_What to work on_:
An exact copy of all the lines below is required, with every image left out.
*** Source data Section Begins ***
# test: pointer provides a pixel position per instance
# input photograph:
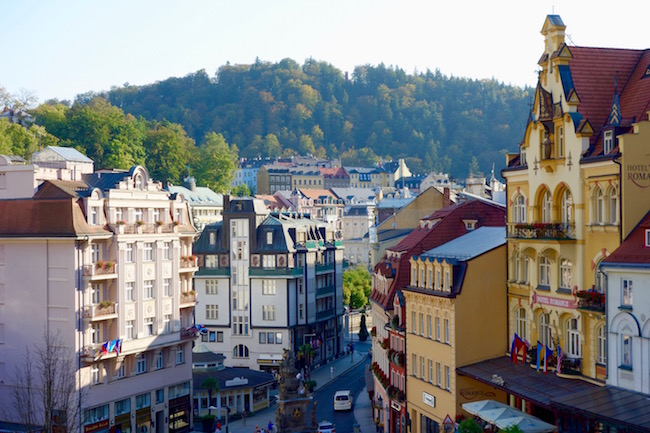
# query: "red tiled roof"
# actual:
(633, 249)
(420, 240)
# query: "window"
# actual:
(613, 205)
(520, 320)
(544, 271)
(547, 204)
(545, 335)
(142, 401)
(566, 274)
(268, 312)
(421, 316)
(140, 364)
(567, 207)
(180, 355)
(148, 289)
(148, 325)
(212, 312)
(447, 378)
(599, 206)
(626, 297)
(240, 351)
(128, 330)
(268, 287)
(211, 287)
(422, 367)
(519, 209)
(626, 355)
(148, 249)
(128, 253)
(167, 286)
(94, 374)
(608, 142)
(573, 338)
(601, 342)
(414, 362)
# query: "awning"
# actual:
(504, 416)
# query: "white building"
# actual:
(628, 304)
(106, 262)
(269, 282)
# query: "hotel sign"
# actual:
(554, 302)
(428, 399)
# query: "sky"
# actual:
(58, 49)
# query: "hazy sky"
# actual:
(58, 49)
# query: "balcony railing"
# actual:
(552, 231)
(101, 268)
(100, 311)
(591, 300)
(188, 297)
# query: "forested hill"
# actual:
(434, 121)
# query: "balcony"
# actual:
(327, 290)
(543, 231)
(275, 272)
(591, 300)
(101, 270)
(102, 311)
(188, 263)
(188, 299)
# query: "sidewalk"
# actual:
(362, 409)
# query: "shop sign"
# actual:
(428, 399)
(100, 425)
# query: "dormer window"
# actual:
(608, 142)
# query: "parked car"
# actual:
(343, 400)
(326, 427)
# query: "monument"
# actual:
(293, 414)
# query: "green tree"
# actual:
(217, 163)
(356, 287)
(363, 330)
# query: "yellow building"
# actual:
(456, 316)
(564, 195)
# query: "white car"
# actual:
(343, 400)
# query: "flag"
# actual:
(547, 356)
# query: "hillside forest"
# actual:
(202, 124)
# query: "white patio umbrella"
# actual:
(493, 415)
(477, 406)
(527, 424)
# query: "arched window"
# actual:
(612, 200)
(567, 207)
(566, 274)
(545, 335)
(519, 209)
(547, 203)
(520, 318)
(572, 339)
(240, 351)
(544, 271)
(601, 344)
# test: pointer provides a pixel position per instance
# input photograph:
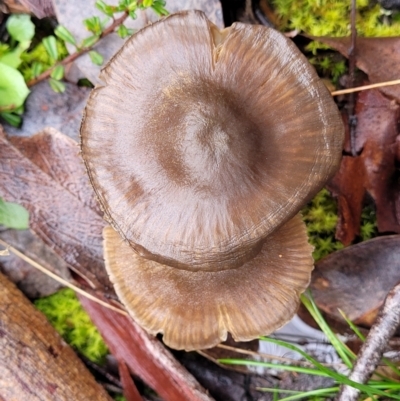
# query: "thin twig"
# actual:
(262, 355)
(371, 352)
(365, 87)
(350, 106)
(60, 279)
(72, 57)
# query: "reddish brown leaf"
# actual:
(35, 363)
(374, 171)
(75, 232)
(347, 279)
(379, 58)
(56, 216)
(131, 393)
(128, 342)
(58, 156)
(32, 282)
(41, 8)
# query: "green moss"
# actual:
(68, 317)
(320, 216)
(332, 18)
(38, 57)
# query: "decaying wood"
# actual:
(371, 351)
(35, 363)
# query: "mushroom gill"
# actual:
(202, 146)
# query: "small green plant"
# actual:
(332, 18)
(385, 387)
(22, 66)
(67, 316)
(13, 215)
(321, 216)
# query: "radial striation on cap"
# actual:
(196, 310)
(201, 143)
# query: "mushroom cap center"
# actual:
(210, 145)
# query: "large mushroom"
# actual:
(202, 146)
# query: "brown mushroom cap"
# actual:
(196, 310)
(201, 143)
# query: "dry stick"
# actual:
(371, 352)
(60, 279)
(352, 66)
(72, 57)
(365, 87)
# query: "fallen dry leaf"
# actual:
(58, 156)
(35, 363)
(144, 355)
(379, 58)
(59, 218)
(32, 282)
(348, 279)
(131, 393)
(74, 230)
(374, 171)
(40, 8)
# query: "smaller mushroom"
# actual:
(214, 142)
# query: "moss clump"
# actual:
(67, 316)
(332, 17)
(320, 216)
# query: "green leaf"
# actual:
(65, 35)
(57, 86)
(132, 6)
(58, 72)
(37, 68)
(12, 58)
(93, 24)
(90, 41)
(122, 31)
(104, 8)
(13, 89)
(50, 44)
(11, 118)
(96, 57)
(20, 27)
(13, 215)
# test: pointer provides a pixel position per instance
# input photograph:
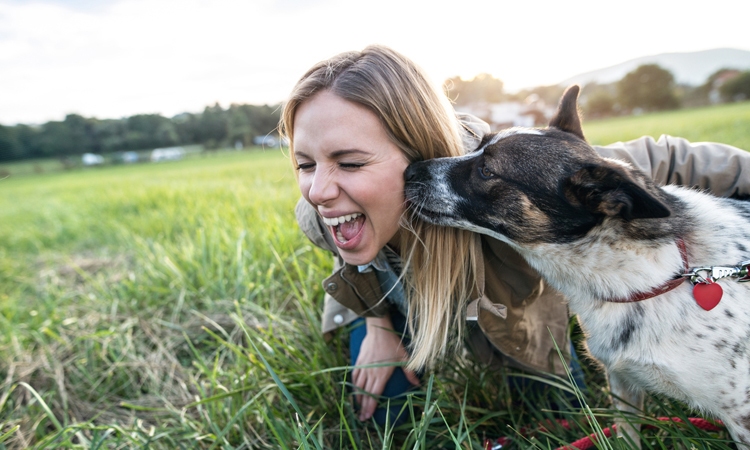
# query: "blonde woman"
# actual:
(354, 123)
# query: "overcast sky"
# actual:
(115, 58)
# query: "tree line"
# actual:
(647, 88)
(75, 135)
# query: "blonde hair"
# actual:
(419, 119)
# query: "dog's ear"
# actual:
(611, 191)
(566, 117)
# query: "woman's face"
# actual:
(351, 173)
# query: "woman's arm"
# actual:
(721, 169)
(381, 345)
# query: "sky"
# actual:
(116, 58)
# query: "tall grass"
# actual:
(178, 306)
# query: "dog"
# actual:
(625, 254)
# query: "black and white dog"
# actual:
(618, 247)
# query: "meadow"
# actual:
(177, 305)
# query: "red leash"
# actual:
(589, 441)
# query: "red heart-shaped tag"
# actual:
(708, 295)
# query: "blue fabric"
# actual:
(397, 386)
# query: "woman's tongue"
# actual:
(350, 229)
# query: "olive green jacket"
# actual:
(513, 306)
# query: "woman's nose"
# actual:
(324, 188)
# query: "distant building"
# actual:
(167, 154)
(125, 158)
(91, 159)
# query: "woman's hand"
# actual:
(381, 345)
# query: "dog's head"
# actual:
(528, 185)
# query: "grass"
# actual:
(177, 306)
(728, 124)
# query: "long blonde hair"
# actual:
(419, 119)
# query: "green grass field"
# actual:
(177, 306)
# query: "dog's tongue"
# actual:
(351, 228)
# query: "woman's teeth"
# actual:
(333, 221)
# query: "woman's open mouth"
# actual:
(346, 228)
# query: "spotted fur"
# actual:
(597, 229)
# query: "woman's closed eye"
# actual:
(350, 165)
(304, 167)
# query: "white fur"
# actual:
(680, 350)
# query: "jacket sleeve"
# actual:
(721, 169)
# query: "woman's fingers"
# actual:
(411, 376)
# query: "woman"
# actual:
(354, 123)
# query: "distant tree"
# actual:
(149, 131)
(737, 88)
(600, 104)
(648, 87)
(10, 148)
(482, 88)
(213, 125)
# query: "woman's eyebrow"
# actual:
(347, 152)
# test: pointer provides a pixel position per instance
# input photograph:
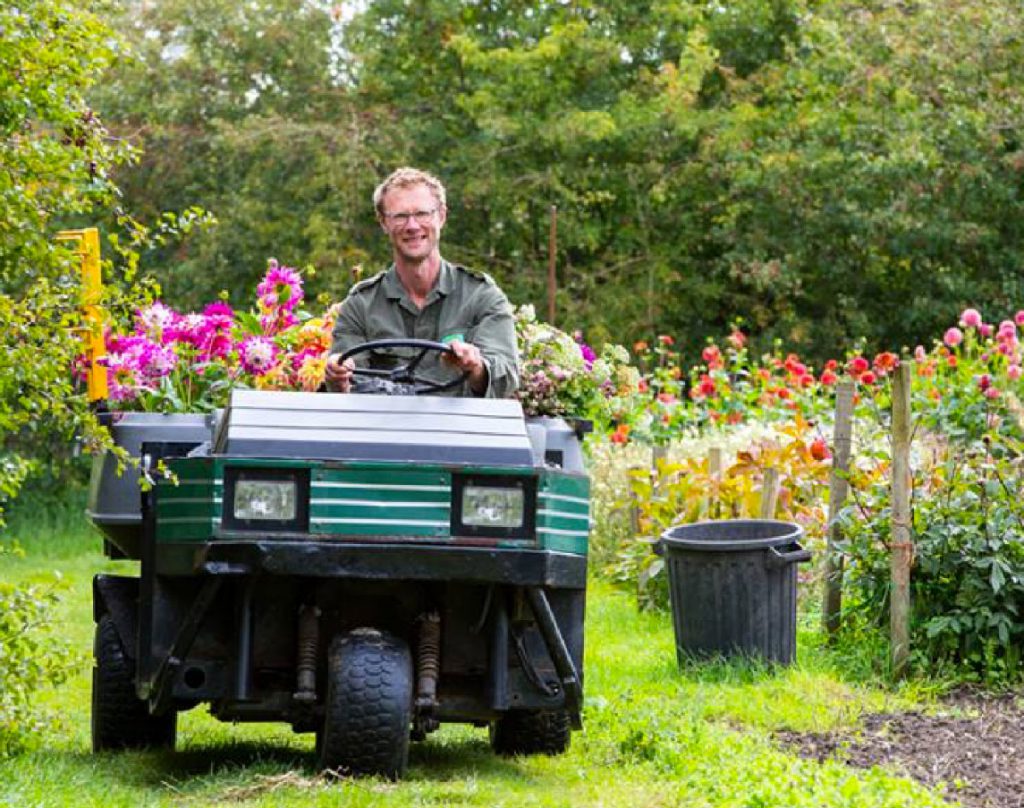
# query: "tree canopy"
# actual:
(824, 171)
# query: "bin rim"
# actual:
(712, 535)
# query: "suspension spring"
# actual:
(428, 662)
(308, 647)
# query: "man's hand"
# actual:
(339, 374)
(468, 357)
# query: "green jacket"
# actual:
(464, 304)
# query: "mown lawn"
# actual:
(653, 735)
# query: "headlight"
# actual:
(486, 506)
(265, 500)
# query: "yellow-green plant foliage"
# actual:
(682, 487)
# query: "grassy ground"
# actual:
(653, 735)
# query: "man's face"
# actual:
(413, 220)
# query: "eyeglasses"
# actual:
(401, 219)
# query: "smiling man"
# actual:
(423, 296)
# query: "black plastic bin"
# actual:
(733, 588)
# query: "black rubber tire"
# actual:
(369, 705)
(120, 719)
(531, 732)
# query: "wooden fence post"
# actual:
(552, 252)
(902, 547)
(769, 494)
(839, 488)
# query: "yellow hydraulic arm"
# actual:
(92, 288)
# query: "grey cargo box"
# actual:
(335, 426)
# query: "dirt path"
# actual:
(974, 743)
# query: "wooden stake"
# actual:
(839, 488)
(715, 472)
(902, 548)
(552, 249)
(769, 494)
(634, 510)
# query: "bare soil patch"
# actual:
(974, 743)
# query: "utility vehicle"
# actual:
(364, 566)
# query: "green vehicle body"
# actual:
(378, 571)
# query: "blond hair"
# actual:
*** Source data Section Ends ***
_Solved exercise_:
# test: pointer provides a pixel position per instance
# input photograph:
# query: "red tiled roof"
# actual:
(633, 249)
(420, 240)
# query: "window"
# actual:
(613, 205)
(520, 320)
(544, 271)
(547, 204)
(545, 335)
(142, 401)
(566, 274)
(268, 312)
(421, 316)
(140, 364)
(567, 207)
(180, 355)
(148, 289)
(148, 325)
(212, 312)
(447, 378)
(599, 206)
(626, 297)
(240, 351)
(128, 330)
(268, 287)
(211, 287)
(422, 367)
(519, 209)
(626, 355)
(148, 249)
(128, 253)
(167, 286)
(94, 374)
(608, 142)
(573, 338)
(601, 342)
(414, 362)
# query: "awning"
# actual:
(504, 416)
# query: "white building"
# actual:
(628, 304)
(106, 262)
(269, 282)
# query: "hotel sign"
# actual:
(554, 302)
(428, 399)
# query: "sky"
# actual:
(58, 49)
# query: "hazy sky"
# actual:
(58, 49)
# query: "balcony railing"
# actual:
(552, 231)
(101, 268)
(100, 311)
(591, 300)
(188, 297)
# query: "forested hill"
# actual:
(434, 121)
# query: "balcony"
# actual:
(327, 290)
(543, 231)
(275, 272)
(591, 300)
(101, 270)
(102, 311)
(188, 263)
(188, 299)
# query: "sidewalk"
# actual:
(362, 409)
# query: "shop sign"
# actual:
(428, 399)
(100, 425)
# query: "dormer window"
# actual:
(608, 142)
# query: "parked car"
# actual:
(343, 400)
(326, 427)
# query: "monument"
# actual:
(293, 414)
# query: "green tree"
# actual:
(217, 163)
(356, 287)
(363, 330)
# query: "yellow building"
# actual:
(456, 316)
(564, 195)
# query: "white car"
# actual:
(343, 400)
# query: "flag"
# actual:
(547, 356)
# query: "hillside forest"
# actual:
(202, 124)
# query: "white patio umbrella"
# actual:
(493, 415)
(477, 406)
(527, 424)
# query: "arched window"
# actual:
(612, 200)
(567, 207)
(566, 274)
(545, 335)
(519, 209)
(547, 203)
(520, 318)
(572, 339)
(240, 351)
(544, 271)
(601, 344)
# test: pointer provides a pixel position per instance
# input photograph:
# query: "thin twig"
# actual:
(262, 355)
(371, 352)
(365, 87)
(350, 106)
(60, 279)
(72, 57)
# query: "reddish brown leaf"
# actual:
(35, 363)
(374, 171)
(75, 232)
(347, 279)
(379, 58)
(56, 216)
(131, 393)
(128, 342)
(58, 156)
(32, 282)
(41, 8)
# query: "green moss"
# actual:
(68, 317)
(320, 216)
(332, 18)
(38, 57)
# query: "decaying wood"
# actual:
(371, 351)
(35, 363)
# query: "mushroom gill"
# actual:
(202, 146)
# query: "small green plant"
# actual:
(332, 18)
(385, 387)
(22, 66)
(67, 316)
(13, 215)
(321, 216)
# query: "radial striation on cap"
# actual:
(196, 310)
(201, 143)
# query: "mushroom cap center"
# actual:
(210, 145)
# query: "large mushroom"
# actual:
(202, 146)
# query: "brown mushroom cap"
# actual:
(196, 310)
(201, 143)
# query: "dry stick"
# actual:
(371, 352)
(60, 279)
(352, 66)
(72, 57)
(365, 87)
# query: "fallen dry leaf"
# actual:
(58, 156)
(35, 363)
(144, 355)
(379, 58)
(59, 218)
(32, 282)
(348, 279)
(131, 393)
(74, 230)
(374, 171)
(40, 8)
# query: "smaller mushroom"
# actual:
(214, 142)
# query: "moss clump"
# actual:
(67, 316)
(332, 17)
(320, 216)
# query: "green leaf"
# actual:
(65, 35)
(57, 86)
(132, 6)
(58, 72)
(37, 68)
(12, 58)
(93, 24)
(90, 41)
(122, 31)
(104, 8)
(13, 89)
(50, 44)
(11, 118)
(96, 57)
(20, 27)
(13, 215)
# test: pointer provides a pixel position per instance
# input photograph:
# query: "blonde woman"
# actual:
(354, 123)
# query: "overcast sky"
# actual:
(115, 58)
# query: "tree line"
# actual:
(647, 88)
(75, 135)
# query: "blonde hair"
# actual:
(419, 119)
# query: "dog's ear"
# actual:
(611, 191)
(566, 117)
# query: "woman's face"
# actual:
(351, 173)
# query: "woman's arm"
# actual:
(721, 169)
(381, 345)
# query: "sky"
# actual:
(116, 58)
# query: "tall grass"
# actual:
(178, 306)
# query: "dog"
# actual:
(625, 254)
# query: "black and white dog"
# actual:
(618, 247)
# query: "meadow"
# actual:
(177, 305)
# query: "red leash"
# actual:
(589, 441)
# query: "red heart-shaped tag"
# actual:
(708, 295)
# query: "blue fabric"
# actual:
(397, 386)
# query: "woman's tongue"
# actual:
(350, 229)
# query: "olive green jacket"
# actual:
(513, 306)
# query: "woman's nose"
# actual:
(324, 188)
# query: "distant building"
# actual:
(167, 154)
(125, 158)
(91, 159)
# query: "woman's hand"
# actual:
(381, 345)
# query: "dog's head"
# actual:
(528, 185)
# query: "grass"
# actual:
(177, 306)
(728, 124)
# query: "long blonde hair"
# actual:
(419, 119)
# query: "green grass field"
# actual:
(177, 306)
# query: "dog's tongue"
# actual:
(351, 228)
# query: "woman's teeth"
# actual:
(333, 221)
# query: "woman's open mouth"
# actual:
(346, 228)
# query: "spotted fur"
# actual:
(597, 229)
# query: "woman's closed eye"
# actual:
(350, 165)
(304, 167)
# query: "white fur"
# actual:
(680, 350)
# query: "jacket sleeve"
# actual:
(721, 169)
# query: "woman's fingers"
# actual:
(411, 376)
# query: "woman"
# actual:
(354, 123)
# query: "distant tree"
# actual:
(149, 131)
(737, 88)
(600, 104)
(648, 87)
(10, 148)
(482, 88)
(213, 125)
# query: "woman's eyebrow"
# actual:
(347, 152)
# test: pointer provides a pixel position per instance
# input photograph:
# query: "tree canopy"
# actual:
(824, 171)
# query: "bin rim"
# actual:
(712, 535)
# query: "suspension spring"
# actual:
(428, 662)
(308, 647)
# query: "man's hand"
# actual:
(339, 374)
(468, 357)
# query: "green jacket"
# actual:
(464, 304)
# query: "mown lawn"
# actual:
(653, 735)
# query: "headlight"
# actual:
(486, 506)
(265, 500)
# query: "yellow-green plant foliage"
# actual:
(682, 487)
# query: "grassy ground"
# actual:
(653, 735)
# query: "man's face"
# actual:
(413, 220)
# query: "eyeglasses"
# actual:
(401, 219)
# query: "smiling man"
# actual:
(423, 296)
# query: "black plastic bin"
# actual:
(733, 588)
# query: "black rubber tire"
# actual:
(369, 705)
(120, 719)
(531, 732)
# query: "wooden fence post"
# actual:
(552, 252)
(902, 547)
(769, 494)
(839, 488)
# query: "yellow hydraulic arm"
# actual:
(92, 288)
# query: "grey cargo box"
# actual:
(335, 426)
# query: "dirt path"
# actual:
(974, 743)
# query: "wooden stake"
# actual:
(839, 488)
(715, 472)
(902, 548)
(552, 249)
(769, 494)
(634, 510)
# query: "bare soil patch"
# actual:
(974, 743)
# query: "utility vehicle"
# actual:
(364, 566)
# query: "green vehicle body"
# actual:
(378, 571)
# query: "blond hair"
# actual:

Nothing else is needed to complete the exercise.